Provided records –
-- Start --

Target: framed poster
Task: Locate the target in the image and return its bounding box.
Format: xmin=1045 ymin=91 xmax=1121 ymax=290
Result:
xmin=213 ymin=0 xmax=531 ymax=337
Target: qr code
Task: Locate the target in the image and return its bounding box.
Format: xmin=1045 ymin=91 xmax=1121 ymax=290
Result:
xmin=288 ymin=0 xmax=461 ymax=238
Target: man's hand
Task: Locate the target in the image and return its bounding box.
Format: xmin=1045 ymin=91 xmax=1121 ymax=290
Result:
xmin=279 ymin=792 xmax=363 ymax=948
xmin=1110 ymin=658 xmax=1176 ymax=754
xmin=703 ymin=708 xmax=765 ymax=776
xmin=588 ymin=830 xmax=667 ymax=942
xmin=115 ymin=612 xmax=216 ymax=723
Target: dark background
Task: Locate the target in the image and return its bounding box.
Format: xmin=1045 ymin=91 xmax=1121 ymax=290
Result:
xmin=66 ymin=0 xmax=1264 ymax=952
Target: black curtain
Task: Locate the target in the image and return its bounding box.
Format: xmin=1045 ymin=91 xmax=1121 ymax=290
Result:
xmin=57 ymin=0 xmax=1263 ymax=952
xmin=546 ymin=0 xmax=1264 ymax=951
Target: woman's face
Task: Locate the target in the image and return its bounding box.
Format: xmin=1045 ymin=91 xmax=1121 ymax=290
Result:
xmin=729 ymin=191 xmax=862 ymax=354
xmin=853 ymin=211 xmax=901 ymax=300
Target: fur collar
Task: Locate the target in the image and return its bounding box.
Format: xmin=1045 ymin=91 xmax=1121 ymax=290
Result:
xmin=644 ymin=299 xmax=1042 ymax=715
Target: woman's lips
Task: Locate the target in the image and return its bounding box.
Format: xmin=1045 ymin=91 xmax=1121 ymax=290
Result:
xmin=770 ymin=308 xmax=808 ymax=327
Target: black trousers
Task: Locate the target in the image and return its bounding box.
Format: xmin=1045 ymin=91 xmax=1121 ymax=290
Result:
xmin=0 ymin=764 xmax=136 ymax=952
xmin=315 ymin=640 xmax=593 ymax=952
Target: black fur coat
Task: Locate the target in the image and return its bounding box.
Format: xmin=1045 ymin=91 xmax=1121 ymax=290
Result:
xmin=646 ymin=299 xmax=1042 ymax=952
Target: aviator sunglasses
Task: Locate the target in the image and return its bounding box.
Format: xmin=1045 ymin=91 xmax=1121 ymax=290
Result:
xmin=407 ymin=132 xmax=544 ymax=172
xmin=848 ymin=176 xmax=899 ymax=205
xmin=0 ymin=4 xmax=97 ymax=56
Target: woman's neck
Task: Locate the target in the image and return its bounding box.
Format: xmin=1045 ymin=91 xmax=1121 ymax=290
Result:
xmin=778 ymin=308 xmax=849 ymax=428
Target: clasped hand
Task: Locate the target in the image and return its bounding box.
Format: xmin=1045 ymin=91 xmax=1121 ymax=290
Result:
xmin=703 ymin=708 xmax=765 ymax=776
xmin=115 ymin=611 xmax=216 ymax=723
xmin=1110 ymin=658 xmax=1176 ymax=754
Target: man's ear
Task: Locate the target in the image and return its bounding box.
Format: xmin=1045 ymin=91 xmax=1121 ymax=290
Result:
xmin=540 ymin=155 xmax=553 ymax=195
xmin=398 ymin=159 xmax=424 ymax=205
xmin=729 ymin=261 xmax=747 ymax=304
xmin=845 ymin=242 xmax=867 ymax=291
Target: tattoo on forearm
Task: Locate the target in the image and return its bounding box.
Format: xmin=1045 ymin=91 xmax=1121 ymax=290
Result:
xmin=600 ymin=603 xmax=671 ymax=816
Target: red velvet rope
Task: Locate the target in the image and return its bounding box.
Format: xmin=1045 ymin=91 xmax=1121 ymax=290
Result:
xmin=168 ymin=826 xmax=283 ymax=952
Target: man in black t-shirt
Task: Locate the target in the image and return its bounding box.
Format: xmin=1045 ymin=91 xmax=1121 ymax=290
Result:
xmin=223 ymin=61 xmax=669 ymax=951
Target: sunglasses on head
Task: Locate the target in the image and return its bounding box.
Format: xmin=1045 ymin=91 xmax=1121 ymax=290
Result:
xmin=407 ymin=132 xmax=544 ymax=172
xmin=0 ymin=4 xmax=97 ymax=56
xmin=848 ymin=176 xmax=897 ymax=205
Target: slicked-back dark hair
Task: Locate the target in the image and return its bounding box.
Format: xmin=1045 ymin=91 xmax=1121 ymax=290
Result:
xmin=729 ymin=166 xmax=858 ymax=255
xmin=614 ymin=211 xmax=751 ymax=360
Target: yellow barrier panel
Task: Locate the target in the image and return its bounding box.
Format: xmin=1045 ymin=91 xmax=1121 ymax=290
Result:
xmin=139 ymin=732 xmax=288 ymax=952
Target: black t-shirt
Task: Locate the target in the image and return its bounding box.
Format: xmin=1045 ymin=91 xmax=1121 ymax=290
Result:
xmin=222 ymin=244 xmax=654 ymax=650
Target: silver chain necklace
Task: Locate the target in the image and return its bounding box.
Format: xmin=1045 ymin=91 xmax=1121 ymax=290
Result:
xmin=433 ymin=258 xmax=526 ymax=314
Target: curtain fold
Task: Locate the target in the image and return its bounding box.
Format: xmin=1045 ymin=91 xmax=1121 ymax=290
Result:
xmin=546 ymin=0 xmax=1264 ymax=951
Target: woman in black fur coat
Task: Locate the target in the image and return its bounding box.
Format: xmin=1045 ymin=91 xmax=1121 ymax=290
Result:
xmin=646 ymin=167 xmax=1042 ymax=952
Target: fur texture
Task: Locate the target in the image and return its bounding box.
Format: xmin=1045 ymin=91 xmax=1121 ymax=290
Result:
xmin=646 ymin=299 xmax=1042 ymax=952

-- End --

What is needed – From the items above, copy every line that contains the word "black". Case counts.

Result of the exercise –
Target: black curtain
Target: black trousers
Target: black fur coat
Target: man in black t-shirt
Target: black t-shirt
Target: woman in black fur coat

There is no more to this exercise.